■ Written task: Count the lines of the records that contain the word "dark" and give only that number.

►

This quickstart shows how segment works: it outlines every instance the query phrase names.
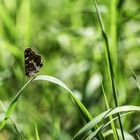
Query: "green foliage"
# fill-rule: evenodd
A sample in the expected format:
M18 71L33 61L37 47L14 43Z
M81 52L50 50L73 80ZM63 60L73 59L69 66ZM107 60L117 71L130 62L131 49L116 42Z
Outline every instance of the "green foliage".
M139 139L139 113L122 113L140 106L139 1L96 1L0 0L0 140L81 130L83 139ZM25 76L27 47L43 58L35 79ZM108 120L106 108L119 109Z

◄
►

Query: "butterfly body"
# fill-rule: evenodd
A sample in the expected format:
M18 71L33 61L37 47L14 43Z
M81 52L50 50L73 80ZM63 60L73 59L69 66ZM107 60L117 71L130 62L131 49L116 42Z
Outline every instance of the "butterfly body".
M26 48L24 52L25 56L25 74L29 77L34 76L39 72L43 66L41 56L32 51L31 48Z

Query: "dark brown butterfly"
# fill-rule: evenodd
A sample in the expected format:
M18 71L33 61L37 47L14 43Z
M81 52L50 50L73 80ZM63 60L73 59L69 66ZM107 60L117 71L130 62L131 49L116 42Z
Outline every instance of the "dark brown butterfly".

◄

■ Completed exercise: 2